PROBLEM —
Starting with the line containing "Would you please pick out the green" and going on through the end of the records, reproduce every line, requests included, and rescale each coordinate in the reported points by multiplying it by 2.05 and rounding to the nearest whole number, with halves rounding up. Leave the numbers in the requests and their sample points unchanged.

◆ ◆ ◆ ◆ ◆ ◆ ◆

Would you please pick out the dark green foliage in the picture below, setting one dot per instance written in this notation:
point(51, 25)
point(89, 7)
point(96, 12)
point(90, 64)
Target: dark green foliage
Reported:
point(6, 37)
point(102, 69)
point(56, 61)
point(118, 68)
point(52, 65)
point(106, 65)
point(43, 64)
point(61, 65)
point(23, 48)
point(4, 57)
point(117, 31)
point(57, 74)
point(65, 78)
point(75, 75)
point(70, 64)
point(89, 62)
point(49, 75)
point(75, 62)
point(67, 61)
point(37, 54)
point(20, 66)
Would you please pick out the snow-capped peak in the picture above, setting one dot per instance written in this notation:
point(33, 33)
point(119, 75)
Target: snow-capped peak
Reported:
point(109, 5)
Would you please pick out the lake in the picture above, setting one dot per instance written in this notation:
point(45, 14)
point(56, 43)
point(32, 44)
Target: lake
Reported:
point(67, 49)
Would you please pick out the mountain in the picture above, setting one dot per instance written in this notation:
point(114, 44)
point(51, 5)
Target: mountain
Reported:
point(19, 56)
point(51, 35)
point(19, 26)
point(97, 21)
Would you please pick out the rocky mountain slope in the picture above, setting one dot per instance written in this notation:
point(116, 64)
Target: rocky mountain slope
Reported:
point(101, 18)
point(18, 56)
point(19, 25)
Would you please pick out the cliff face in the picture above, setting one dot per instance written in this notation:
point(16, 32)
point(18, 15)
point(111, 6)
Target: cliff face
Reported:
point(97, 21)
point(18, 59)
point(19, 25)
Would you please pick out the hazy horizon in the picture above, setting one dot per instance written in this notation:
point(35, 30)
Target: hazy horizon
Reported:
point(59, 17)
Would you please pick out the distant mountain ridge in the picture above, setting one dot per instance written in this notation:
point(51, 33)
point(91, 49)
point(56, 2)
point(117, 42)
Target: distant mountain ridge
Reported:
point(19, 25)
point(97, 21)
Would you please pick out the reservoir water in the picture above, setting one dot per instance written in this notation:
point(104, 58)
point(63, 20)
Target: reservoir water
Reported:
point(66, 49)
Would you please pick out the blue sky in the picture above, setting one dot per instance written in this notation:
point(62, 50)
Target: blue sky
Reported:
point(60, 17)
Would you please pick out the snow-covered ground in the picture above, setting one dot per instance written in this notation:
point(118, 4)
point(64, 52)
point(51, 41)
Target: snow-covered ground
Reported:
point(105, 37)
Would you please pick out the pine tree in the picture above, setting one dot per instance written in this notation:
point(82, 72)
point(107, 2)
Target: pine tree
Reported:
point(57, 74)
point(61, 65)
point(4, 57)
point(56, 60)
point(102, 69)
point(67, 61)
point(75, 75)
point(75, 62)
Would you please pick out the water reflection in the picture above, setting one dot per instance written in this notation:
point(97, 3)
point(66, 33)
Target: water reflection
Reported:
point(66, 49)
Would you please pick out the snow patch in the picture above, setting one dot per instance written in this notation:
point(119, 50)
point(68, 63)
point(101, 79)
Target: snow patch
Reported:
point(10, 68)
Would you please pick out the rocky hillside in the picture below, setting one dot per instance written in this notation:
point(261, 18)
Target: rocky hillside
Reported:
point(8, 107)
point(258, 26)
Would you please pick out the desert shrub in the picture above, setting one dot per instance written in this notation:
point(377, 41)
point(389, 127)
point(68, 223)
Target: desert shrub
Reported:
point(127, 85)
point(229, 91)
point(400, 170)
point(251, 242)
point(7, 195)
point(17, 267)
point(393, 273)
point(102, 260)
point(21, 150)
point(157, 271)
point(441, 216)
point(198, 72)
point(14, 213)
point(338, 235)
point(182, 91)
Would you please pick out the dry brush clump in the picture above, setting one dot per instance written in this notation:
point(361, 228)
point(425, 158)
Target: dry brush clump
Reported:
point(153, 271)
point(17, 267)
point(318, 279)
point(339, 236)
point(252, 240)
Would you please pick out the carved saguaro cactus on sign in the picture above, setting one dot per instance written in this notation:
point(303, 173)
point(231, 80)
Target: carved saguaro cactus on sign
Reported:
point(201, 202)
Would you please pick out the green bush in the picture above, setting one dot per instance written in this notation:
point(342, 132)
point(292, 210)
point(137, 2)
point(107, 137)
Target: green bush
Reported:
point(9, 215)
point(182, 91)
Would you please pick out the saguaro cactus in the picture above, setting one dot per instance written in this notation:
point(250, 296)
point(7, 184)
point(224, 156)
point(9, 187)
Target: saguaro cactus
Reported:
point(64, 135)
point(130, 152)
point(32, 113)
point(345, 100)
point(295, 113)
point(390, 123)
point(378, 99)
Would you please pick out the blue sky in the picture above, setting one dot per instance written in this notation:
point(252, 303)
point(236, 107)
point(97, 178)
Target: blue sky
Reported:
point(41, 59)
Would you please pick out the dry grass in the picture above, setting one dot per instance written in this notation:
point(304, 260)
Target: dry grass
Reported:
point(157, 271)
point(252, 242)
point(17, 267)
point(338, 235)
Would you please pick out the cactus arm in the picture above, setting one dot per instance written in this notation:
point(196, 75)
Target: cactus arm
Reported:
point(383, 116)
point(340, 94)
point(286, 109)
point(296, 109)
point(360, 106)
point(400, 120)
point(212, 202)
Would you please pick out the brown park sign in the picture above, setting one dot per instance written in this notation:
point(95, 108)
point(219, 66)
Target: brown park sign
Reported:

◆ ◆ ◆ ◆ ◆ ◆ ◆

RESULT FOR THIS TASK —
Would you please pick out the green bush in the picture above, setting one dot per instance written in this notation:
point(342, 132)
point(292, 210)
point(137, 2)
point(107, 137)
Target: green bush
Reported:
point(18, 441)
point(373, 187)
Would you please pick out the saguaro cactus in the picture above, setting one dot per instance written in this notation:
point(250, 296)
point(7, 184)
point(224, 156)
point(9, 187)
Target: saguaro cactus
Reported:
point(131, 277)
point(267, 312)
point(66, 232)
point(707, 205)
point(605, 232)
point(800, 252)
point(775, 203)
Would you please pick out the blue sky in the picture above, setting one dot per instance written in this notation:
point(252, 303)
point(236, 107)
point(97, 178)
Target: blue sky
Reported:
point(84, 121)
Would you please pick out the dry grass in the picture above, setting one dot per instance written in this notation:
point(304, 260)
Target: dry grass
Reported:
point(322, 556)
point(517, 496)
point(35, 547)
point(693, 482)
Would you please pick out the cactus arm in the picture above, setting one dot per instance written in this notation:
point(196, 75)
Target: cactus arm
Reported:
point(785, 238)
point(697, 193)
point(586, 223)
point(607, 223)
point(738, 217)
point(820, 246)
point(435, 414)
Would you please pick out the brown park sign in the picture above, setting one dot per instance written in this notation:
point(95, 108)
point(219, 66)
Target: brown park sign
Reported:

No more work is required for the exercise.